→ **DIRECTIONS FOR THIS TASK**:
Please copy the records below word for word, keeping every line unchanged.

→ **EXTRACTED RECORDS**:
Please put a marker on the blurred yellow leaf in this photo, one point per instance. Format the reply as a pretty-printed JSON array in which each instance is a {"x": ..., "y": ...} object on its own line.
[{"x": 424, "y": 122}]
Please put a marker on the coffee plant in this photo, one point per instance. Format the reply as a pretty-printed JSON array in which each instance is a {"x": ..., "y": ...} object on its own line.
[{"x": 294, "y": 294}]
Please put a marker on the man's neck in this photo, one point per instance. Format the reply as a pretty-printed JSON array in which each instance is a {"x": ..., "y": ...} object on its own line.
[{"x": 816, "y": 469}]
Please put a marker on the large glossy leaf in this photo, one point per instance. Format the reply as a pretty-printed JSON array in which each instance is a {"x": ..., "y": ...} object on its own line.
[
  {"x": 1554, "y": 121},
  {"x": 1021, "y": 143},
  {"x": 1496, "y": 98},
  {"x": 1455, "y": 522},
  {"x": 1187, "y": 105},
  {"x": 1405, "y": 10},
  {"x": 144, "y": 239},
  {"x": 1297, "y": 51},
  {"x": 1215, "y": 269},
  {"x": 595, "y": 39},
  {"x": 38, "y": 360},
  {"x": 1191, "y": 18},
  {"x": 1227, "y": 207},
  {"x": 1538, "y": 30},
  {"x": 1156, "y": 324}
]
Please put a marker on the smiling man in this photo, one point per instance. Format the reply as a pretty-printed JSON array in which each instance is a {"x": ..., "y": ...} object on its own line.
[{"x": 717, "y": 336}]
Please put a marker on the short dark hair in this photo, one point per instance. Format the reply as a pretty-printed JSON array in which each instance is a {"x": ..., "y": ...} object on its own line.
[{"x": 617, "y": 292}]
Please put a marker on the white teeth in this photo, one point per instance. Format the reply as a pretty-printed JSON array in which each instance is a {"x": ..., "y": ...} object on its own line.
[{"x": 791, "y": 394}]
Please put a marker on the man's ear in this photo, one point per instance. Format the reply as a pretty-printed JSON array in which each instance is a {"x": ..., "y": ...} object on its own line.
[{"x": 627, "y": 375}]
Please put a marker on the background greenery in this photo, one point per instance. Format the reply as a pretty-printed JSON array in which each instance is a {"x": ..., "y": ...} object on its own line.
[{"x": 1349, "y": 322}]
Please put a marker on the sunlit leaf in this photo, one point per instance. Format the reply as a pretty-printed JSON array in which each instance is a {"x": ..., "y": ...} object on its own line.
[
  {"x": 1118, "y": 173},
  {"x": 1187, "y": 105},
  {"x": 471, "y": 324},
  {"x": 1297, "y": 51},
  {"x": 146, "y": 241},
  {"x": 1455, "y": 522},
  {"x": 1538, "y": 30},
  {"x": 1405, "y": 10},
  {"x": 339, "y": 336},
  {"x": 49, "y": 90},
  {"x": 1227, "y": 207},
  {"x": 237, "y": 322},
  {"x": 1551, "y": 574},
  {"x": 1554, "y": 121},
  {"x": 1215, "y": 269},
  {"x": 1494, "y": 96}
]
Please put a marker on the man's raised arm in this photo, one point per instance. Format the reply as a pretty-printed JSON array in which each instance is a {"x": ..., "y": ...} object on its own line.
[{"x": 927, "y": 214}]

→ **CORRECT RESULT**:
Please put a marker on the blurred yellow leaf in this photo, one point per instance. Format the reply as a pretty-printed JSON array in which each instance is a {"x": ..., "y": ...} object on its own line.
[{"x": 424, "y": 122}]
Please put a marker on the coffee plant in this photo, one point per instance. Format the reply as a pretty-printed JSON array in which each instance is a {"x": ..., "y": ...} object on its own line.
[{"x": 294, "y": 294}]
Please put a marker on the man's neck in this photo, one point per instance. Format the reply as a pretty-printed JSON array in which each instance is a {"x": ..., "y": ...} object on its own line.
[{"x": 816, "y": 469}]
Please put a marker on the large glossy leaf in this photo, one point per instance. Format the reply as a pretty-printed JSON array in which each instance is a {"x": ..., "y": ...} object on its own line.
[
  {"x": 1554, "y": 121},
  {"x": 1021, "y": 143},
  {"x": 1496, "y": 98},
  {"x": 1455, "y": 522},
  {"x": 1187, "y": 105},
  {"x": 1405, "y": 10},
  {"x": 144, "y": 239},
  {"x": 1297, "y": 51},
  {"x": 1215, "y": 269},
  {"x": 595, "y": 39},
  {"x": 38, "y": 360},
  {"x": 1191, "y": 18},
  {"x": 1227, "y": 207},
  {"x": 1538, "y": 30},
  {"x": 1156, "y": 324}
]
Please put a marker on the smiling man in this photo, one point per instance. Format the reply as a pretty-printed JSON array in which each instance is a {"x": ..., "y": ...} object on its own line.
[{"x": 717, "y": 336}]
Please put a marker on the short dark hair in this photo, one point per instance. Format the reply as a pretty-printed JSON array in which each instance is a {"x": ..., "y": ...} object on its own line.
[{"x": 617, "y": 292}]
Please put a marker on the white teeth in this photo, one point per instance. Format the reply as a pretty-printed JSON array in which each instance is a {"x": ..., "y": ...} object on its own line.
[{"x": 791, "y": 394}]
Please put a marker on the man's ear in this photo, one point per instance. Format the reply as a pretty-printed JSON array in which each instance is a {"x": ..., "y": ...} object on its own line.
[{"x": 627, "y": 375}]
Please put a marker on the background greenery in this photo, one point per instance. Format the reply as a pretty-printed JSON array in which each instance is a {"x": ..., "y": ...} object on its own line.
[{"x": 1349, "y": 322}]
Please put a marker on the sunlit leaf in this photo, one point per instance. Format the reply as a pretty-printed JSON array in which each instance is a {"x": ..., "y": ...} object on its own line.
[
  {"x": 1118, "y": 173},
  {"x": 1187, "y": 105},
  {"x": 471, "y": 324},
  {"x": 1297, "y": 51},
  {"x": 146, "y": 241},
  {"x": 1455, "y": 522},
  {"x": 1538, "y": 30},
  {"x": 1405, "y": 10},
  {"x": 339, "y": 336},
  {"x": 49, "y": 90},
  {"x": 1227, "y": 207},
  {"x": 237, "y": 322},
  {"x": 1551, "y": 574},
  {"x": 1554, "y": 121},
  {"x": 1215, "y": 269},
  {"x": 1494, "y": 96}
]
Please put a marker on the man's raised arm in this photo, one point per instance. Format the reply as a pretty-printed JSON array in which each instance is a {"x": ..., "y": ...} object on its own line.
[{"x": 927, "y": 214}]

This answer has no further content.